■ Qué hacer ■
¿Puedes transcribir al pie de la letra el fragmento de la columna de opinión sobre Jerónimo Saavedra que empieza en "Da cierto pudor" y termina en "cometidos ni prisas."?

■ Texto para analizar ■
^^^^^^^^^^^^^^^^
Opinión | Gentes y asuntos

Jerónimo

Jerónimo Saavedra

Jerónimo Saavedra

Da cierto pudor y, desde luego, vértigo medir el recorrido de los afectos, sobre todo cuando éstos se van a otras dimensiones inquietantes sobre las que nos preguntamos instintivamente los que nos quedamos aquí. Durante diez años, y a propósito de la actualidad y de la efeméride, escribí de nombres y apellidos, juntaba vivos y muertos, sujetos de la admiración y la repulsa con los que había compartido tiempos y vivencias, o personajes a quienes admiré, o repudié, desde la distancia histórica, genios de mis primeras lecturas, artistas de la actualidad estricta y notables conocidos por sus oficios y/o excentricidades. Desde las personales e intransferibles visiones de la eternidad, alguna vez soñé verlos juntos en un paisaje común, sin cometidos ni prisas.
^^^^^^^^^^^^^^^^
■ Material proporcionado ■
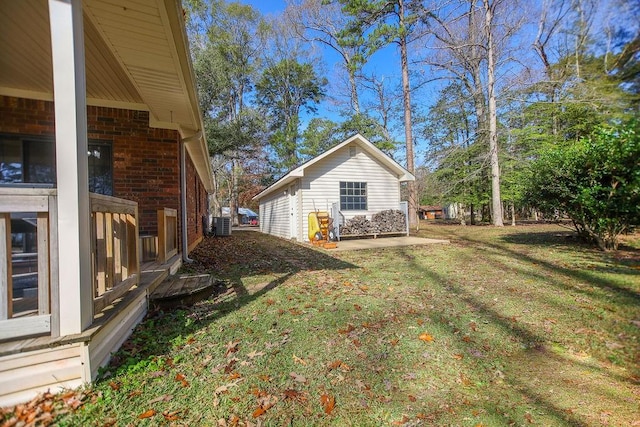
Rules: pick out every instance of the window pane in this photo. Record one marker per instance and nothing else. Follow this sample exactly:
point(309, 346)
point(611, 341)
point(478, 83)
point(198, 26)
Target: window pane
point(39, 162)
point(24, 263)
point(100, 168)
point(353, 195)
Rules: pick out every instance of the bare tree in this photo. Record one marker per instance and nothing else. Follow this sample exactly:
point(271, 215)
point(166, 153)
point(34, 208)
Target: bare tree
point(470, 44)
point(317, 22)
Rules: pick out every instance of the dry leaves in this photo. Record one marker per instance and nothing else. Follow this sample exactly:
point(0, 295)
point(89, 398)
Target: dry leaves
point(147, 414)
point(328, 403)
point(426, 337)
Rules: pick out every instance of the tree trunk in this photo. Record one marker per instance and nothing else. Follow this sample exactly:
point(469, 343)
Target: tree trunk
point(406, 93)
point(513, 214)
point(355, 103)
point(233, 202)
point(496, 202)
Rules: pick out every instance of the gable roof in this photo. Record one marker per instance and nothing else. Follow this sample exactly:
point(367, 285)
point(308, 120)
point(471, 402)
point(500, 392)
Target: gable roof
point(299, 172)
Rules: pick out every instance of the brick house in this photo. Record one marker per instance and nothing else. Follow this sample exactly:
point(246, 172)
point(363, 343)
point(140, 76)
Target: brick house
point(101, 150)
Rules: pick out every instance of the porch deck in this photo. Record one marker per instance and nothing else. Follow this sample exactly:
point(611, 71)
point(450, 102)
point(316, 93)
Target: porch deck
point(180, 290)
point(152, 275)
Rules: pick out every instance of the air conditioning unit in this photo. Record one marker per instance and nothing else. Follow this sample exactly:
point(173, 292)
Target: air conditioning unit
point(221, 226)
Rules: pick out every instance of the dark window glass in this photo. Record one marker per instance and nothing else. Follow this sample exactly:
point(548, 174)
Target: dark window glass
point(353, 196)
point(100, 168)
point(32, 160)
point(27, 160)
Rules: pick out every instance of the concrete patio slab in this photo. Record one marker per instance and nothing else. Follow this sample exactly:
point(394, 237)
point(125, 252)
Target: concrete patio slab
point(384, 242)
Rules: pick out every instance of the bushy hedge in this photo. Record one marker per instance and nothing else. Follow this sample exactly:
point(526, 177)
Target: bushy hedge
point(595, 182)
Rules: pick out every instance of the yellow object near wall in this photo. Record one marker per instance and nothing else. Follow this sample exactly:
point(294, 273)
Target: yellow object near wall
point(314, 225)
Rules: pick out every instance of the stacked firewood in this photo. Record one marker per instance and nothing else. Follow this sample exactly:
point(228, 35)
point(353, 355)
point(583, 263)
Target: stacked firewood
point(359, 224)
point(389, 221)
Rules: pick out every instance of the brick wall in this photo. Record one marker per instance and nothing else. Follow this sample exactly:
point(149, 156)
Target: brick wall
point(146, 161)
point(196, 204)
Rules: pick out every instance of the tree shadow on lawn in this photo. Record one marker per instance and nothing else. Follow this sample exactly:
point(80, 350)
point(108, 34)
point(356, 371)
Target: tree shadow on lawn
point(559, 240)
point(230, 260)
point(543, 376)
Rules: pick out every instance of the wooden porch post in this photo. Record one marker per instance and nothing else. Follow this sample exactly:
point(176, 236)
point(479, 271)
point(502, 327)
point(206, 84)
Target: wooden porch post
point(69, 87)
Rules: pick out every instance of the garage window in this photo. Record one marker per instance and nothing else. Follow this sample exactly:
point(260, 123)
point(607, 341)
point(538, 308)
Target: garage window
point(353, 196)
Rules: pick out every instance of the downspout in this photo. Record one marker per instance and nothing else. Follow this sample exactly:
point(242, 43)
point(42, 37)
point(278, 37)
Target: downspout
point(183, 192)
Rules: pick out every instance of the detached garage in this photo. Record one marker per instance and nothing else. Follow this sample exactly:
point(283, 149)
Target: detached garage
point(354, 178)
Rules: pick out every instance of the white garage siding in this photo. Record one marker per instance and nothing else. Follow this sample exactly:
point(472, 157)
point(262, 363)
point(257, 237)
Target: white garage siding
point(315, 186)
point(274, 214)
point(321, 184)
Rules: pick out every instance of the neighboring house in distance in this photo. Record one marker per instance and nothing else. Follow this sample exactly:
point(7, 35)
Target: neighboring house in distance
point(354, 176)
point(100, 142)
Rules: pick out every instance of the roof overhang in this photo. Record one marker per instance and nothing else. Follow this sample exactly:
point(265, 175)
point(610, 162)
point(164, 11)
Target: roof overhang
point(136, 57)
point(299, 172)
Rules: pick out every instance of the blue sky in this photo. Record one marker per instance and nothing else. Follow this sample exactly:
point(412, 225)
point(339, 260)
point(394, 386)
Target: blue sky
point(384, 63)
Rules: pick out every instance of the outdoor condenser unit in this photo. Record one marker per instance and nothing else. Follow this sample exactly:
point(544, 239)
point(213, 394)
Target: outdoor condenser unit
point(222, 226)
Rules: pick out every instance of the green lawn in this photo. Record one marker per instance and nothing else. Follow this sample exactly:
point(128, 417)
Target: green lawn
point(513, 326)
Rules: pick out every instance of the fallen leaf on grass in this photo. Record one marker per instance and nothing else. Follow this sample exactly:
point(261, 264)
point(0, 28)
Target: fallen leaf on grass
point(294, 395)
point(163, 398)
point(182, 379)
point(265, 403)
point(147, 414)
point(401, 422)
point(348, 329)
point(259, 411)
point(171, 416)
point(232, 347)
point(298, 378)
point(299, 360)
point(328, 403)
point(426, 337)
point(255, 354)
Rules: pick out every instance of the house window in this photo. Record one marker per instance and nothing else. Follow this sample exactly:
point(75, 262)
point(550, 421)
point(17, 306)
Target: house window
point(100, 167)
point(32, 160)
point(353, 196)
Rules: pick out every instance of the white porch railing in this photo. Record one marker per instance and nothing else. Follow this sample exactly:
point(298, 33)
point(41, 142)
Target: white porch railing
point(27, 297)
point(114, 246)
point(29, 257)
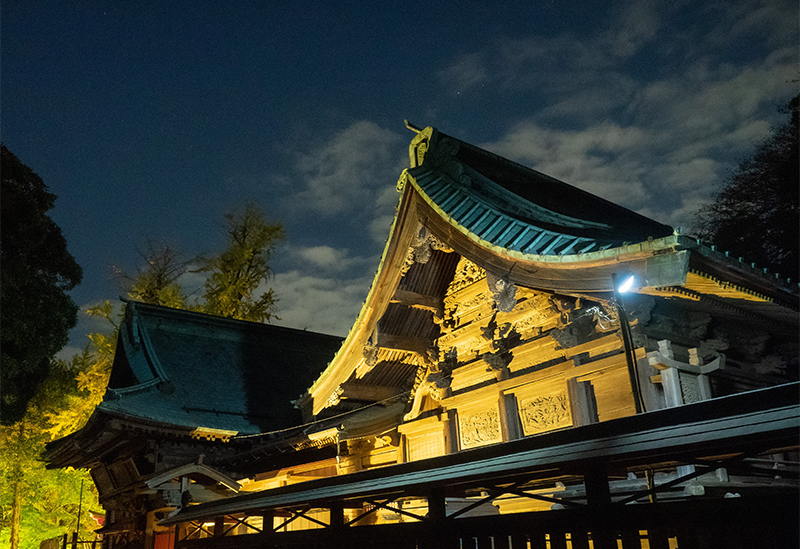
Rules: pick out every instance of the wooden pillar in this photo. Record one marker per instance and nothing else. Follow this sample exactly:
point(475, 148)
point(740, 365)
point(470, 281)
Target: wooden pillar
point(436, 534)
point(268, 523)
point(509, 419)
point(336, 510)
point(598, 498)
point(583, 405)
point(219, 526)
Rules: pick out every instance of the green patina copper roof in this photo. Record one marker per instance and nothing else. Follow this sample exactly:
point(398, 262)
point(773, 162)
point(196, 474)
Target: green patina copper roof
point(517, 209)
point(193, 370)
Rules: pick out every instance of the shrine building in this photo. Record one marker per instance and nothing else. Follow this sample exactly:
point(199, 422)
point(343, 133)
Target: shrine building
point(534, 366)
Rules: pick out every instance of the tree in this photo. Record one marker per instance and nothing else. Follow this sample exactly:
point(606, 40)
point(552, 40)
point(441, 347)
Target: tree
point(755, 214)
point(156, 281)
point(38, 271)
point(40, 503)
point(237, 272)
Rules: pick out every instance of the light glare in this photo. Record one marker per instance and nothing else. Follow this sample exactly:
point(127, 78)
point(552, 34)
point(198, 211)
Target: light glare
point(626, 285)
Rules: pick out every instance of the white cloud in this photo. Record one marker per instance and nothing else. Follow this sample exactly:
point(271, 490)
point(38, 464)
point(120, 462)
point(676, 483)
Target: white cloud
point(321, 304)
point(658, 140)
point(349, 172)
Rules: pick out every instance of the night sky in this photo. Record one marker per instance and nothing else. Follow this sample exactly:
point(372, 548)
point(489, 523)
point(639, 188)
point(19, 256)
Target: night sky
point(152, 119)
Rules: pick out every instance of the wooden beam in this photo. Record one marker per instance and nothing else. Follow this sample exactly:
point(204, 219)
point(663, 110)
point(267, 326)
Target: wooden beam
point(404, 343)
point(418, 301)
point(370, 393)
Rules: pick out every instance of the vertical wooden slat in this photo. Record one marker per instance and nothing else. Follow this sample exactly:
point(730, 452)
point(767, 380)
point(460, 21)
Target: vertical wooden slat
point(537, 540)
point(580, 539)
point(558, 540)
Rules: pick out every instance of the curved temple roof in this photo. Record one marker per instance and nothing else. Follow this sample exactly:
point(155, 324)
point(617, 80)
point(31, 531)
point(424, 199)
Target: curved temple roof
point(540, 233)
point(201, 372)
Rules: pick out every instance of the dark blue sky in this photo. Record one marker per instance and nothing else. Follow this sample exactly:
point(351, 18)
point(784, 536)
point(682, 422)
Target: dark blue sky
point(152, 119)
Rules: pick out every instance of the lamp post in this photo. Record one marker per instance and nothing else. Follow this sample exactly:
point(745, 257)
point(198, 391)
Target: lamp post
point(627, 338)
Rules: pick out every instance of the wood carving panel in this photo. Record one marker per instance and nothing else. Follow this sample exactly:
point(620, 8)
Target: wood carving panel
point(479, 428)
point(544, 413)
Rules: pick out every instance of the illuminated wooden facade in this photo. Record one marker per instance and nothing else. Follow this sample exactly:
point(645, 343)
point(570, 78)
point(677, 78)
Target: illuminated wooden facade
point(492, 323)
point(493, 373)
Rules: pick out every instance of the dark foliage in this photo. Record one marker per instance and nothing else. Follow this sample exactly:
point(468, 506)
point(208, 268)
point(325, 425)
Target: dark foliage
point(755, 215)
point(37, 271)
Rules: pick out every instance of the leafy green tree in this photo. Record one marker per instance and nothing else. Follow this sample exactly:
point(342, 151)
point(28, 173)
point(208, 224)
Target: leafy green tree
point(38, 271)
point(237, 273)
point(37, 503)
point(755, 215)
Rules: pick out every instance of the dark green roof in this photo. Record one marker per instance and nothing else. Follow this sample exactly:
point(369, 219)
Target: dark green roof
point(519, 209)
point(193, 370)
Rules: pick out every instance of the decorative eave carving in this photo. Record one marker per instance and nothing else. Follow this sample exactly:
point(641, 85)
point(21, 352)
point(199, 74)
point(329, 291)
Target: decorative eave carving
point(503, 292)
point(422, 246)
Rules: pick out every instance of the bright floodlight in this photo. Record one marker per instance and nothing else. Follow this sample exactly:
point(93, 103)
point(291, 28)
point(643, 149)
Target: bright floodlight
point(626, 285)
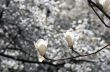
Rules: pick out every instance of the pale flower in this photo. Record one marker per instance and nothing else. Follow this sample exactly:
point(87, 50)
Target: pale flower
point(41, 47)
point(69, 38)
point(105, 4)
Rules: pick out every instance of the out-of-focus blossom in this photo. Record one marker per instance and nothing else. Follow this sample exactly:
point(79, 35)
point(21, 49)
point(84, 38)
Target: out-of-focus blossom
point(69, 38)
point(41, 47)
point(105, 4)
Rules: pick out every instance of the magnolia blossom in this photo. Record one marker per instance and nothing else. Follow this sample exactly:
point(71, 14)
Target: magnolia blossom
point(69, 38)
point(105, 4)
point(41, 47)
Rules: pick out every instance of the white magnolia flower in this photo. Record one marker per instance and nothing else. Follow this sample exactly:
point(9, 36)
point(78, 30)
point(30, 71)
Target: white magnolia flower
point(41, 47)
point(69, 38)
point(105, 4)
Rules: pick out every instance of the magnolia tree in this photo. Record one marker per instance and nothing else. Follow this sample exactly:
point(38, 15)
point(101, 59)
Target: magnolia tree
point(31, 39)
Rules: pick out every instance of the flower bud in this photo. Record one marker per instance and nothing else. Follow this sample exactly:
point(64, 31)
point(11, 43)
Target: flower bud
point(69, 38)
point(41, 47)
point(106, 5)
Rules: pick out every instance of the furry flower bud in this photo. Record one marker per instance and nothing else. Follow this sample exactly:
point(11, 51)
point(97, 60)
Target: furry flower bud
point(69, 38)
point(41, 47)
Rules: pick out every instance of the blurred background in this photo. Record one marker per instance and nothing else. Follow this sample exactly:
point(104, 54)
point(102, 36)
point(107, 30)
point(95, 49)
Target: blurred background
point(23, 22)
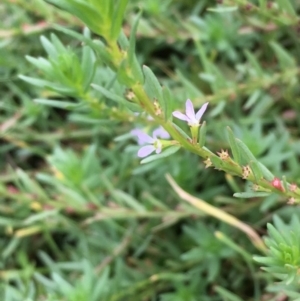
^^^^^^^^^^^^^^^^
■ Respuesta ■
Da cierto pudor y, desde luego, vértigo medir el recorrido de los afectos, sobre todo cuando éstos se van a otras dimensiones inquietantes sobre las que nos preguntamos instintivamente los que nos quedamos aquí. Durante diez años, y a propósito de la actualidad y de la efeméride, escribí de nombres y apellidos, juntaba vivos y muertos, sujetos de la admiración y la repulsa con los que había compartido tiempos y vivencias, o personajes a quienes admiré, o repudié, desde la distancia histórica, genios de mis primeras lecturas, artistas de la actualidad estricta y notables conocidos por sus oficios y/o excentricidades. Desde las personales e intransferibles visiones de la eternidad, alguna vez soñé verlos juntos en un paisaje común, sin cometidos ni prisas.